- Challenge: Convert every line of the records below into a JSON list of strings, one string per line, leaving out blank lines.

- Working data:
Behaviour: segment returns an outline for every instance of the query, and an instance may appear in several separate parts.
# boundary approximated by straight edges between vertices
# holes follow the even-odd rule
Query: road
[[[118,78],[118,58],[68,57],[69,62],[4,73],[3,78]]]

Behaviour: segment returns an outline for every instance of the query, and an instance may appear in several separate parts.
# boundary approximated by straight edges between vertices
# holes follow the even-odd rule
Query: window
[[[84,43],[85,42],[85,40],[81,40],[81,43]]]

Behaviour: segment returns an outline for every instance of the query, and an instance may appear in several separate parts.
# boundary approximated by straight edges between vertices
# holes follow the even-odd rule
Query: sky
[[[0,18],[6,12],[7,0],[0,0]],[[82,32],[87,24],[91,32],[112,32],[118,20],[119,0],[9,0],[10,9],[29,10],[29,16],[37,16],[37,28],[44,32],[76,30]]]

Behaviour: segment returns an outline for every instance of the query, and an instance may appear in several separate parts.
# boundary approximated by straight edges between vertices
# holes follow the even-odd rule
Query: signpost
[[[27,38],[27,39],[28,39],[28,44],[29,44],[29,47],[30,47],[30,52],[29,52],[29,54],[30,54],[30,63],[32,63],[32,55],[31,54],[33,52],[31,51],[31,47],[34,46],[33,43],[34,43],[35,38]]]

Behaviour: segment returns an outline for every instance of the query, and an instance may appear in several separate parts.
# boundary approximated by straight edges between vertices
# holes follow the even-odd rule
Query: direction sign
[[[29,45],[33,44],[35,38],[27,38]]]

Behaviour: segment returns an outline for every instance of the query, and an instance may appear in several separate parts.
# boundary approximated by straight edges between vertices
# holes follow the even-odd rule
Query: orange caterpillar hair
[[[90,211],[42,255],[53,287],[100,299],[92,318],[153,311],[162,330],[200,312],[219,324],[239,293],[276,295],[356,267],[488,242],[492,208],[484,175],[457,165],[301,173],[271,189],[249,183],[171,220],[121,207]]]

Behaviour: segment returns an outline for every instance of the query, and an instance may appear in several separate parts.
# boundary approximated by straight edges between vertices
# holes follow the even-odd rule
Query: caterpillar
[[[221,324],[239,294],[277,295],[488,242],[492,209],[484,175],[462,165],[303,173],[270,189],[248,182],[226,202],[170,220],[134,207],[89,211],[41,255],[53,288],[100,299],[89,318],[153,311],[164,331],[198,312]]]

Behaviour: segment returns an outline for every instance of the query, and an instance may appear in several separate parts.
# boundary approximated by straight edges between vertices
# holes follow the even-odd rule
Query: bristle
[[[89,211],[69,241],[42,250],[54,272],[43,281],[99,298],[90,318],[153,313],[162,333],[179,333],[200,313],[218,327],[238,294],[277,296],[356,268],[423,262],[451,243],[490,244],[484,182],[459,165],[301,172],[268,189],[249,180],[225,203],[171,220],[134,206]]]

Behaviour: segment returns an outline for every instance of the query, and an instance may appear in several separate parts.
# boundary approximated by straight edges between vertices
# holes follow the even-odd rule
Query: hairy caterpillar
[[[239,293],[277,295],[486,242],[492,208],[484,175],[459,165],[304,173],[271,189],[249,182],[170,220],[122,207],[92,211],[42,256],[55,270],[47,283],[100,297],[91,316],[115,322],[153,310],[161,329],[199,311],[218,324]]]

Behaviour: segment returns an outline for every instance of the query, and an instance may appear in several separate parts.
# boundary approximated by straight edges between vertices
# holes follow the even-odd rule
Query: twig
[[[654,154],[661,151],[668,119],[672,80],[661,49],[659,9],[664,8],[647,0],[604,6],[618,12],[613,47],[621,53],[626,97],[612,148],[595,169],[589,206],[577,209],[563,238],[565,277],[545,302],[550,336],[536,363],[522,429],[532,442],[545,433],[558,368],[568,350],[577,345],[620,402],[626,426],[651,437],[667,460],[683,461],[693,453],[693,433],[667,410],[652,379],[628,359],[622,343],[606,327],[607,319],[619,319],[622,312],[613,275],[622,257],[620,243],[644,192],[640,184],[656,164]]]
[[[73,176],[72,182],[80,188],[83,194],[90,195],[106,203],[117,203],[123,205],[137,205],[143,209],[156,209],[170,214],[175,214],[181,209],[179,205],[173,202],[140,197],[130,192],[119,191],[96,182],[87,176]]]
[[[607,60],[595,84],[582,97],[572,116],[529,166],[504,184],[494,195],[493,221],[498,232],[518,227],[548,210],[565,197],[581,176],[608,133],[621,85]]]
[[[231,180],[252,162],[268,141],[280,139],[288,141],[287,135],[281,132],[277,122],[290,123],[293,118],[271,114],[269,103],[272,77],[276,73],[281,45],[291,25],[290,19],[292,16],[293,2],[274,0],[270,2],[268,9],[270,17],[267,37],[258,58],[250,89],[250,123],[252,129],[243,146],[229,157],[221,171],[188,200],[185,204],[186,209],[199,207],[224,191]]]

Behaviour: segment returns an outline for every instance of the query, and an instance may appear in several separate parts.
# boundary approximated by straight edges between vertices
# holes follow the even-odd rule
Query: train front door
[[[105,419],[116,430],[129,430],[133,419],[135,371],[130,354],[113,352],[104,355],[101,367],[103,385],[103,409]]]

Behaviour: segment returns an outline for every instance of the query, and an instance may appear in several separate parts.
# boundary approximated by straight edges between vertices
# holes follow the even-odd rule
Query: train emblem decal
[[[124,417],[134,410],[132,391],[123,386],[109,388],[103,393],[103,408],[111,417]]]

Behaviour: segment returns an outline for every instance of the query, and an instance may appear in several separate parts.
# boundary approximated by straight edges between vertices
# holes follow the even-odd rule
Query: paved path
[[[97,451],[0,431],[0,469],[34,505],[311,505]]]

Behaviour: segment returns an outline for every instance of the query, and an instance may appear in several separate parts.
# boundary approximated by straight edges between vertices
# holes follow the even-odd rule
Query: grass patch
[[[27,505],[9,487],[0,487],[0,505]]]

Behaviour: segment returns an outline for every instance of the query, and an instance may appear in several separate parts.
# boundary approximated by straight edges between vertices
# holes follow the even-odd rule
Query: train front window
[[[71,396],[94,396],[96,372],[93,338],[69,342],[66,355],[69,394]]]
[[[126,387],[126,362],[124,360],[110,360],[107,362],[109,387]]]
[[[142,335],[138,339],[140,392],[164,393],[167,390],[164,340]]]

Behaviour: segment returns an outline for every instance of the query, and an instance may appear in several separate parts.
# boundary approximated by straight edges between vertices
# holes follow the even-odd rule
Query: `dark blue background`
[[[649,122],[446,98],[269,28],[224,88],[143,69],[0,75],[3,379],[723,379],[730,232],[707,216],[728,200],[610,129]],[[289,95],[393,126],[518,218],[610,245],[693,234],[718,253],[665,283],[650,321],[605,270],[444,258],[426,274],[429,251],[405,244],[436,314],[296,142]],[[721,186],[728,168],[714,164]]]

- Exercise output:
[
  "Behaviour: segment returns an outline for every instance of the query, and an instance may appear in several separate parts.",
  "# boundary approximated by straight edges between vertices",
  "# holes follow the even-odd rule",
  "Query: road",
  "[[[118,78],[118,58],[68,57],[69,62],[4,73],[3,78]]]",
  "Behaviour: segment returns an outline for every instance of the query, and an instance may appear in several separate parts.",
  "# boundary approximated by straight edges between vertices",
  "# holes follow the even-odd rule",
  "Query: window",
  "[[[84,43],[85,42],[85,40],[81,40],[81,43]]]",
  "Behaviour: segment returns an outline for every instance of the query, and an instance may appear in several separate parts.",
  "# boundary approximated by straight edges between vertices",
  "# holes follow the even-odd rule",
  "Query: sky",
  "[[[0,18],[6,12],[7,0],[0,0]],[[82,32],[87,24],[91,32],[112,32],[118,20],[119,0],[9,0],[10,9],[29,10],[29,16],[37,16],[37,28],[44,32],[76,30]]]",
  "Behaviour: segment returns an outline for every instance of the query, and an instance may appear in several separate parts.",
  "# boundary approximated by straight edges between vertices",
  "# holes follow the even-odd rule",
  "Query: signpost",
  "[[[27,38],[27,39],[28,39],[28,44],[29,44],[29,47],[30,47],[30,52],[29,52],[29,54],[30,54],[30,63],[32,63],[32,55],[31,54],[33,52],[31,51],[31,47],[34,46],[33,43],[34,43],[35,38]]]",
  "Behaviour: segment returns an outline for every instance of the query, and an instance may appear in several separate parts.",
  "# boundary approximated by straight edges between vertices",
  "# holes follow the even-odd rule",
  "Query: direction sign",
  "[[[29,45],[33,44],[35,38],[27,38]]]",
  "Behaviour: segment returns an outline for every instance of the query, and an instance may appear in several separate parts.",
  "# boundary approximated by straight edges between vertices",
  "# holes follow the even-odd rule",
  "Query: orange caterpillar hair",
  "[[[90,211],[42,255],[53,287],[100,299],[92,318],[153,311],[162,330],[200,312],[219,324],[239,293],[276,295],[356,267],[488,242],[492,208],[484,175],[457,165],[301,173],[271,189],[249,183],[171,220],[121,207]]]",
  "Behaviour: segment returns an outline for every instance of the query, and an instance may appear in several separate parts.",
  "# boundary approximated by straight edges between vertices",
  "# holes follow the even-odd rule",
  "Query: caterpillar",
  "[[[221,324],[239,294],[277,295],[488,242],[492,209],[484,175],[462,165],[303,173],[270,189],[248,182],[226,202],[170,220],[134,207],[89,211],[41,255],[53,288],[100,299],[89,318],[153,311],[164,331],[198,312]]]",
  "Behaviour: segment returns an outline for every instance of the query, and an instance may appear in several separate parts.",
  "# boundary approximated by straight edges between vertices",
  "# holes follow the even-odd rule",
  "Query: bristle",
  "[[[89,211],[69,241],[42,250],[54,272],[43,281],[99,298],[90,318],[153,313],[162,333],[179,333],[200,313],[218,327],[238,294],[277,296],[356,268],[423,262],[451,243],[490,244],[484,182],[459,165],[301,172],[268,189],[249,180],[225,203],[171,220],[134,206]]]",
  "Behaviour: segment returns an outline for every instance of the query, and an instance may appear in several separate parts.",
  "# boundary approximated by straight edges between vertices",
  "# holes follow the even-odd rule",
  "Query: hairy caterpillar",
  "[[[239,293],[277,295],[486,242],[492,208],[484,175],[459,165],[304,173],[271,189],[249,182],[170,220],[122,207],[92,211],[42,256],[55,270],[47,283],[100,297],[91,316],[115,322],[153,310],[161,329],[199,311],[218,324]]]",
  "Behaviour: segment returns an outline for every instance of the query, and an instance may appear in several separate parts.",
  "# boundary approximated by straight edges between vertices",
  "# holes follow the even-odd rule",
  "Query: twig",
  "[[[654,154],[661,151],[668,119],[672,80],[661,49],[659,9],[664,8],[647,0],[604,6],[618,12],[613,47],[621,53],[626,97],[612,148],[595,169],[589,206],[577,209],[563,238],[565,277],[545,302],[550,336],[536,363],[522,429],[532,442],[545,433],[558,368],[568,350],[577,345],[620,402],[626,426],[651,437],[667,460],[683,461],[693,453],[693,433],[667,410],[652,379],[628,359],[622,343],[606,327],[607,319],[619,319],[622,312],[613,275],[622,257],[620,243],[644,192],[640,184],[656,164]]]",
  "[[[73,176],[72,182],[80,188],[83,194],[90,195],[106,203],[117,203],[123,205],[137,205],[143,209],[156,209],[170,214],[175,214],[181,209],[179,205],[173,202],[140,197],[130,192],[119,191],[96,182],[87,176]]]",
  "[[[607,60],[595,84],[582,97],[572,116],[529,166],[504,184],[494,195],[493,221],[498,232],[518,227],[548,210],[565,197],[581,176],[608,133],[621,85]]]",
  "[[[231,180],[252,162],[268,141],[280,139],[288,141],[287,135],[281,132],[277,122],[290,123],[293,118],[271,114],[269,103],[272,77],[276,73],[281,45],[291,25],[290,19],[292,16],[293,2],[274,0],[270,2],[268,9],[270,17],[267,37],[258,58],[250,89],[250,123],[252,129],[243,146],[229,157],[221,171],[188,200],[185,204],[186,209],[199,207],[224,191]]]",
  "Behaviour: segment returns an outline for every instance of the query, and an instance may appear in several separate parts.",
  "# boundary approximated by straight edges between vertices",
  "# holes follow the even-odd rule",
  "Query: train front door",
  "[[[105,419],[116,430],[129,430],[133,419],[135,371],[130,354],[113,352],[104,355],[101,367],[103,385],[103,409]]]",
  "Behaviour: segment returns an outline for every instance of the query, and an instance may appear in several separate parts.",
  "# boundary approximated by straight edges between vertices",
  "# holes follow the even-odd rule",
  "Query: train emblem decal",
  "[[[124,417],[134,410],[132,391],[123,386],[109,388],[103,393],[103,408],[111,417]]]",
  "Behaviour: segment returns an outline for every instance of the query, and an instance may appear in several separate parts.",
  "# boundary approximated by straight edges between vertices",
  "# holes follow the even-odd rule",
  "Query: paved path",
  "[[[97,451],[0,431],[0,469],[34,505],[311,505]]]",
  "Behaviour: segment returns an outline for every instance of the query, and an instance may appear in several separate parts.",
  "# boundary approximated by straight edges between vertices",
  "# holes follow the even-odd rule",
  "Query: grass patch",
  "[[[27,505],[9,487],[0,487],[0,505]]]",
  "Behaviour: segment returns an outline for every instance of the query, and an instance may appear in several separate parts.",
  "# boundary approximated by straight edges between vertices",
  "# holes follow the even-odd rule",
  "Query: train front window",
  "[[[71,396],[94,396],[96,372],[93,338],[69,342],[66,355],[69,394]]]",
  "[[[126,387],[126,362],[124,360],[110,360],[107,362],[109,387]]]",
  "[[[142,335],[138,339],[140,392],[164,393],[167,390],[164,340]]]",
  "Behaviour: segment returns an outline for every instance of the query, and an instance may appear in several separate parts.",
  "# boundary approximated by straight edges between vertices",
  "# holes follow the even-odd rule",
  "Query: `dark blue background`",
  "[[[649,122],[446,98],[269,28],[224,88],[143,69],[0,75],[3,379],[723,379],[730,232],[707,216],[728,200],[610,129]],[[289,95],[393,126],[518,218],[610,245],[693,234],[718,253],[665,283],[650,321],[605,270],[444,258],[426,274],[429,251],[405,244],[436,314],[296,142]],[[721,186],[728,168],[714,164]]]"
]